● **What you need to do**
a - Retype part of the article on microservice communication, starting at the words "Microservice Communication Styles" and stopping after the words "via network-based protocols.". Keep every character the same.
b - Continue the article on microservice communication styles, picking up after its last sentence.

● **Text provided**
+===+
Microservice Communication Styles and Patterns
There are so many different technologies you can use to communicate between microservices. So many that the choices become overwhelming. Should you use a message broker? gRPC? REST over HTTP? The added complexity here is that new communication technologies are being added all the time, making it harder to choose the right way forward.
Introduction
Definition of Microservices:
A type of service oriented architecture where the services are independently deployable and boundaries are primarily defined by the business domain.
Keywords from the definition above:
- service-oriented architecture => a set of collaborating services which typically run on different computers, with communication between them done via network-based protocols.
- independently deployable => the unit of release (architecture quanta) is a single microservice
- business domain => the structure of the business domain guides the structure of the architecture. The business domain defines the boundaries between microservices

Distributed Systems
3 Golden Rules of distributed computing:
- You can’t beam information between 2 points instantly
- Sometimes, you can’t reach the point you want to talk to
- Resource pools are NOT infinite: CPU, network utilisation, memory, disk space
Communication Styles

2 main communication styles:
- Request/Response

- Event-driven

| Request/Response | Event-driven |
|---|---|
| The consumer is asking the microservice for something | The consumer is is reacting to an event |
| The intent lives with the requesting microservice | The intent lives with the recipients of the event |
| GRPC, REST, CORBA, etc | Kafka |
| ✅ Simpler technology ✅ Familiar flow ❌ Tighter coupling |
✅ Better in scaling ✅ Loose coupling ❌ Complex failure scenarios |
A microservice can expose multiple endpoints with different communication styles. Separation of private and public API endpoints allows for best mix of communication protocols in the system, e.g. REST on public, GRPC & pub/sub on private.

Defining Boundaries
Backwards compatibility is key in having independent deployability in microservices.
+===+
Records from a dataset

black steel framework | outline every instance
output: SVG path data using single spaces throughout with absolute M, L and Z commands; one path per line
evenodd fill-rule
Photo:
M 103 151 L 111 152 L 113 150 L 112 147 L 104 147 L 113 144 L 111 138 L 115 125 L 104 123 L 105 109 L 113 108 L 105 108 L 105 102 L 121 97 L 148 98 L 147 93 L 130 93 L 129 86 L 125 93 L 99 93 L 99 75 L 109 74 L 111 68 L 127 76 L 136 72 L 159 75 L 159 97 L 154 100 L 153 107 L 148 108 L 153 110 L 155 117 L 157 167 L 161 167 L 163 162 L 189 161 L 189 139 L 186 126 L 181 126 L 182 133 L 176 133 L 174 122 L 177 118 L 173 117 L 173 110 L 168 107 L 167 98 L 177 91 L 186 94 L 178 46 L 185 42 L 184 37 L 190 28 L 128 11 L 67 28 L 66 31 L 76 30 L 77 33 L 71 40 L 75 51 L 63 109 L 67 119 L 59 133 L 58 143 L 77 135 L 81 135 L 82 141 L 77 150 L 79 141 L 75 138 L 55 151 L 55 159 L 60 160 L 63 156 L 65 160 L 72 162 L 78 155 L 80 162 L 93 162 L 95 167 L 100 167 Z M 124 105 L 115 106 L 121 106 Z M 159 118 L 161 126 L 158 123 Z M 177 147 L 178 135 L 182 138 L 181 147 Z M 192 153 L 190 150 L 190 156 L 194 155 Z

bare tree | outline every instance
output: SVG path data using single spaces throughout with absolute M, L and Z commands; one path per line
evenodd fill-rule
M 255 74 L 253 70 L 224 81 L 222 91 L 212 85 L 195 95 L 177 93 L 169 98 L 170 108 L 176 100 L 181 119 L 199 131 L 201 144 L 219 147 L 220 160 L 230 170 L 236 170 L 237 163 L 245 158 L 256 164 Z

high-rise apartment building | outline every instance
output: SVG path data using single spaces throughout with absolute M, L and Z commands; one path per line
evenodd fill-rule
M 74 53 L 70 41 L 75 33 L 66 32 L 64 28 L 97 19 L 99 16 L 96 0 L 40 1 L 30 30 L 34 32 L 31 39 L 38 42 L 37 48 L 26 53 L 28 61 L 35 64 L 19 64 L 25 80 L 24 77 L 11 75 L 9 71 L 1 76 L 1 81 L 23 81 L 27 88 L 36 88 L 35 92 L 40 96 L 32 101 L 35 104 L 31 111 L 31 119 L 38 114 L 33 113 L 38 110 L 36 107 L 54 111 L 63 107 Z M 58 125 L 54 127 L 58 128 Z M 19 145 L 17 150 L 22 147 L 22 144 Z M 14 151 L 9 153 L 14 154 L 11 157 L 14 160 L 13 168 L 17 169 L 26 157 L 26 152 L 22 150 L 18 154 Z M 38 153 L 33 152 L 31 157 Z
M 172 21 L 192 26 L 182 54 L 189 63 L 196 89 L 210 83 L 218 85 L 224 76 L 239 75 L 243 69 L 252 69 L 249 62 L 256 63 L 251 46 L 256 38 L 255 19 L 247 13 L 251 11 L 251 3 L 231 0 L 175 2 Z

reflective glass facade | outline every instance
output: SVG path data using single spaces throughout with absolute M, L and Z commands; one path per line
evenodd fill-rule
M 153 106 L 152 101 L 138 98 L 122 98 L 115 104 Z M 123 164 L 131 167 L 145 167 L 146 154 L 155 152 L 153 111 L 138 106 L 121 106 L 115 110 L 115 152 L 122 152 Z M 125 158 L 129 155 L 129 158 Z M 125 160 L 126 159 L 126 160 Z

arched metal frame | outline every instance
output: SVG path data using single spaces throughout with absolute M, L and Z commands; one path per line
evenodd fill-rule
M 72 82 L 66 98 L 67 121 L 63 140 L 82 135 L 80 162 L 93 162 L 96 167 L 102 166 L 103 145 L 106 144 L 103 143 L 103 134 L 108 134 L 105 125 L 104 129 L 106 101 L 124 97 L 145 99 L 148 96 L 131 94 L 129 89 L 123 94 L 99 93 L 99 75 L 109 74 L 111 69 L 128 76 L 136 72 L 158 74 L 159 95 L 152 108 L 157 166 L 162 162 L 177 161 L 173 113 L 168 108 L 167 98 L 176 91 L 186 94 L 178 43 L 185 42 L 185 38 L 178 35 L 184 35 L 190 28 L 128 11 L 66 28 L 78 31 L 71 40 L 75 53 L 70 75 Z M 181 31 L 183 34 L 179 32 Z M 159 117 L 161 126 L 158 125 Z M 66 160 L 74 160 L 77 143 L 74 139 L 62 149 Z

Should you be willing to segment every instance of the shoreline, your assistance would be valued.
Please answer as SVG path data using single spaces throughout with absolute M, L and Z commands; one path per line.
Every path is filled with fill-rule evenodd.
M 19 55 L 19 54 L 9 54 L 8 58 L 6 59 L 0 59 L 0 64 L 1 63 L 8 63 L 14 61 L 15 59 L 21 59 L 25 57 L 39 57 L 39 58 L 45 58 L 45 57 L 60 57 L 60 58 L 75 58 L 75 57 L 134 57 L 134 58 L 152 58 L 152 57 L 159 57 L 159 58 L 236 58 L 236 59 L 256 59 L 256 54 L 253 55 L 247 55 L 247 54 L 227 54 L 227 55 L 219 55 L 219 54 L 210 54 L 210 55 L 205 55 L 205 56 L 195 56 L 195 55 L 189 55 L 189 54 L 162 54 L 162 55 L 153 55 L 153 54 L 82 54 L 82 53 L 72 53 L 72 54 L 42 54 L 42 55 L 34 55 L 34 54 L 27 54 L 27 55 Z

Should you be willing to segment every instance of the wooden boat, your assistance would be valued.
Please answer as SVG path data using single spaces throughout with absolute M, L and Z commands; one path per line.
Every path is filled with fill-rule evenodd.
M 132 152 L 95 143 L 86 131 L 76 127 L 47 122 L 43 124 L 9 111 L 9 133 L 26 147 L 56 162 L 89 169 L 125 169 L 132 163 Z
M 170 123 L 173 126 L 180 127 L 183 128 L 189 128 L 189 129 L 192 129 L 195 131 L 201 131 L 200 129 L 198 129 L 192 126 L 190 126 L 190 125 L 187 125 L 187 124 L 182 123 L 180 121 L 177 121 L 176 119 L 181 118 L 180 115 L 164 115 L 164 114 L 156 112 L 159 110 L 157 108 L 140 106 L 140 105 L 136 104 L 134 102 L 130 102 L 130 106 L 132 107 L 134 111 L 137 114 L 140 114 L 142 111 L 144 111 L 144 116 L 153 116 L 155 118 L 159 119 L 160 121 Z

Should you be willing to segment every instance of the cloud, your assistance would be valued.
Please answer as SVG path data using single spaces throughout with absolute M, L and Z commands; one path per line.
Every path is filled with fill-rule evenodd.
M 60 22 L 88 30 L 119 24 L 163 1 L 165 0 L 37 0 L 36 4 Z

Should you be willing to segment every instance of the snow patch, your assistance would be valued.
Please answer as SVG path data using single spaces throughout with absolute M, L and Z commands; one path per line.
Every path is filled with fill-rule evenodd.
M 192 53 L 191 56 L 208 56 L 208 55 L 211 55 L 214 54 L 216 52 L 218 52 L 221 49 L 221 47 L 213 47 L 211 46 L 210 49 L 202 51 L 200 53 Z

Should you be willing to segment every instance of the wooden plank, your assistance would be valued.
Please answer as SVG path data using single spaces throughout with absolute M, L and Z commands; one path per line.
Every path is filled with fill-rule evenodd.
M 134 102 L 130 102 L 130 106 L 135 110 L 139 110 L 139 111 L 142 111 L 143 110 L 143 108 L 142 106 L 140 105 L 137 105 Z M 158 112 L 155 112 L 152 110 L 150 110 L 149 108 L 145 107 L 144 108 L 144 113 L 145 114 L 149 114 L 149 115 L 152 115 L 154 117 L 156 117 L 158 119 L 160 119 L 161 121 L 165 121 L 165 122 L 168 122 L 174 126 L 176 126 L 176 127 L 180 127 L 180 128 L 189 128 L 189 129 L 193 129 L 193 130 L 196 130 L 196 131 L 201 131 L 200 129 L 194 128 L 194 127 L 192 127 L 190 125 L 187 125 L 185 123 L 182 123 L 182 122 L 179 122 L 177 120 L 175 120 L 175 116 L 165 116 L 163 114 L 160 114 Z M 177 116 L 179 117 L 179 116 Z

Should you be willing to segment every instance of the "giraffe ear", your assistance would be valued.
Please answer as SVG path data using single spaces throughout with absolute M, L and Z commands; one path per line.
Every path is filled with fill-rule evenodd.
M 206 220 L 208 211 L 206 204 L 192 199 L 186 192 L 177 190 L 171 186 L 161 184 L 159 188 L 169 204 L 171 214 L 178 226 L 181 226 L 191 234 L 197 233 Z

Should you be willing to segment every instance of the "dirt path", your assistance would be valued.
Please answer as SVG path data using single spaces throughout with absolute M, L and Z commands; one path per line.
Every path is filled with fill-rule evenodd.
+===+
● **Task answers**
a -
Microservice Communication Styles and Patterns
There are so many different technologies you can use to communicate between microservices. So many that the choices become overwhelming. Should you use a message broker? gRPC? REST over HTTP? The added complexity here is that new communication technologies are being added all the time, making it harder to choose the right way forward.
Introduction
Definition of Microservices:
A type of service oriented architecture where the services are independently deployable and boundaries are primarily defined by the business domain.
Keywords from the definition above:
- service-oriented architecture => a set of collaborating services which typically run on different computers, with communication between them done via network-based protocols.

b -
Anything hidden can change as needed
Anything exposed becomes part of your service interface
Information Hiding
Information hiding holds an important role to ensure backward compatibility.
Be explicit about what is hidden and what is shared
The more you hide: the easier it is to maintain backward compatibility and achieve independent deployability.

Consumer-First Mindset
Consumer-first mindset helps us in deciding which information to hide.
This brings us to have an outside-in thinking rather than inside-out thinking. That is, we treat our microservice endpoints like a User Interface (UI):
- who is going to consume your microservices?
- what are they trying to achieve?
- what SLOs (Service Level Objectives) do your clients need?
- what interface makes their jobs easier?
- what are their requirements in terms of availability and latency?
Understand your consumers and what they want, design an endpoint that only exposes what they need.

Schema-First Design (or Contract-First Design)
Schema-first design provides consumers of your microservices with explicit schemas. It opens communication with your customers in understanding what they need.
Common use cases:
- GraphQL APIs: Using SDL (Schema Definition Language) to define types.
- REST APIs: Using OpenAPI (Swagger) specifications.
- gRPC APIs: Using Protocol Buffers (.proto files).
Synchronous vs Asynchronous
Synchrounous vs Asynchronous communication can mean 2 things:
- Blocking vs non-blocking calls
- Temporal de-coupling
Blocking vs Non-blocking Calls
Blocking calls => when the execution of a program needs to wait for the response from a service. Thus, the latency is the total sum of the calls.

To achieve non-blocking calls, we need to do the calls in parallel on separate thread. However, program execution might still need to wait at some point when the response is needed but not yet available.


Temporal Decoupling
Temporal coupling => when two or more processes have to be up and available at the same time for an operation to complete.
To achieve temporal decoupling, we can use intermediaries such as a broker.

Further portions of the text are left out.